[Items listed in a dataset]
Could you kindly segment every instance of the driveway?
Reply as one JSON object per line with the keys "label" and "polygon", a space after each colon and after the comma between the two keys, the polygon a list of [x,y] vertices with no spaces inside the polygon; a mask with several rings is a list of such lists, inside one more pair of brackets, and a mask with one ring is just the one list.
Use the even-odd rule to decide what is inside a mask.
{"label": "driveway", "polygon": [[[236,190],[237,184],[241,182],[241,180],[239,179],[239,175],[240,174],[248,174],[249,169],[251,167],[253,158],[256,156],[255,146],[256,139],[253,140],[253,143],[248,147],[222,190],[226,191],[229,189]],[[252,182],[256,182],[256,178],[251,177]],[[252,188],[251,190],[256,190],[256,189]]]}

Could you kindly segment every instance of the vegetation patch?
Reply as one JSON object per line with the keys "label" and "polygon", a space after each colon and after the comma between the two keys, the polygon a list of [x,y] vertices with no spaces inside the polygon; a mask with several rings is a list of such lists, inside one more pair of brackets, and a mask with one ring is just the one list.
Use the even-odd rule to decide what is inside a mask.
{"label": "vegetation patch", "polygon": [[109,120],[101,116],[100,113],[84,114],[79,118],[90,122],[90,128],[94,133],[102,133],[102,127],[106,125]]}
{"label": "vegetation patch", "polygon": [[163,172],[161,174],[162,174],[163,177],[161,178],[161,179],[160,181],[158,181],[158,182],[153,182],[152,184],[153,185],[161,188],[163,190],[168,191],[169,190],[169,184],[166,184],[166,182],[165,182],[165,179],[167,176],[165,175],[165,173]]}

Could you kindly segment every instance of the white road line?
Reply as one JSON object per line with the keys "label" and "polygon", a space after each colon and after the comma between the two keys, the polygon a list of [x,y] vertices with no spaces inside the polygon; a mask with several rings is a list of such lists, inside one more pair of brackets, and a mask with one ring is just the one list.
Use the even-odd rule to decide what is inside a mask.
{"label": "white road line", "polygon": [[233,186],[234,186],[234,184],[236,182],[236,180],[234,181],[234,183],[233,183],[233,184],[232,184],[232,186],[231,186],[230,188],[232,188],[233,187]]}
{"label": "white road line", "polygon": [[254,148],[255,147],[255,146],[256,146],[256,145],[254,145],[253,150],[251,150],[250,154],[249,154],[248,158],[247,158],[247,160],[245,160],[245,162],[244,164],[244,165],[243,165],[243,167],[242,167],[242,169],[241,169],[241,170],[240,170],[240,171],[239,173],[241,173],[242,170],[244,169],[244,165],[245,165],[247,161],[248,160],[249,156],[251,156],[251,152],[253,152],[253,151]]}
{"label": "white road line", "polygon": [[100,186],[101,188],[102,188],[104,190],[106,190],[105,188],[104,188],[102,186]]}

## PROBLEM REQUIREMENTS
Return every one of the lines above verbatim, without changing a single character.

## ANSWER TO THIS EXERCISE
Could you kindly segment every instance of the driveway?
Reply as one JSON object per line with the keys "label" and "polygon", a space after each colon and after the comma between the two keys, the polygon a list of [x,y] vertices with no spaces inside the polygon; a mask with several rings is a list of such lists, inside one more pair of brackets, and a mask with one ring is just the one list.
Use the even-odd rule to decide what is inside a mask.
{"label": "driveway", "polygon": [[[236,190],[237,184],[241,182],[241,180],[239,179],[239,175],[240,174],[248,174],[249,169],[251,167],[253,158],[256,156],[255,146],[256,139],[253,140],[253,143],[248,147],[222,190],[226,191],[229,189]],[[252,182],[256,182],[256,178],[251,177]],[[252,188],[251,190],[256,190],[256,189]]]}

Could you kindly segment every instance of the vegetation patch?
Reply as one JSON object per line with the keys "label" and "polygon", a space after each colon and after the comma between the two keys, the polygon a list of [x,y] vertices with no spaces inside the polygon; a mask with several rings is a list of such lists, inside one more pair of brackets, and a mask with one ring is just the one list.
Use the even-odd rule to decide what is inside a mask.
{"label": "vegetation patch", "polygon": [[109,120],[101,116],[100,113],[84,114],[79,118],[90,122],[90,128],[94,133],[102,133],[102,127],[106,125]]}
{"label": "vegetation patch", "polygon": [[163,172],[161,174],[162,174],[163,177],[161,178],[161,179],[160,181],[158,181],[158,182],[153,182],[152,184],[153,185],[161,188],[163,190],[168,191],[169,190],[169,184],[166,184],[166,182],[165,182],[165,179],[167,176],[165,175],[165,173]]}

Could you kindly segment every instance of the white road line?
Reply as one JSON object per line with the keys "label" and "polygon", a space after each colon and after the comma between the two keys, the polygon a list of [x,y] vertices with no spaces inside the polygon; a mask with several rings is a list of such lists, inside one more pair of brackets, and a mask with one ring is just the one list.
Use the even-odd rule to decide what is inside a mask.
{"label": "white road line", "polygon": [[233,186],[234,186],[234,184],[236,182],[236,180],[234,181],[234,183],[233,183],[233,184],[232,184],[232,186],[231,186],[230,188],[232,188],[233,187]]}
{"label": "white road line", "polygon": [[254,148],[255,147],[255,146],[256,146],[256,145],[254,145],[253,150],[251,150],[250,154],[249,154],[248,158],[247,158],[247,160],[245,160],[245,162],[244,164],[244,165],[243,165],[243,167],[242,167],[242,169],[241,169],[241,170],[240,170],[240,171],[239,173],[241,173],[242,170],[244,169],[244,165],[245,165],[247,161],[248,160],[249,156],[251,156],[251,152],[253,152],[253,151]]}
{"label": "white road line", "polygon": [[100,186],[101,188],[102,188],[104,190],[106,190],[105,188],[104,188],[102,186]]}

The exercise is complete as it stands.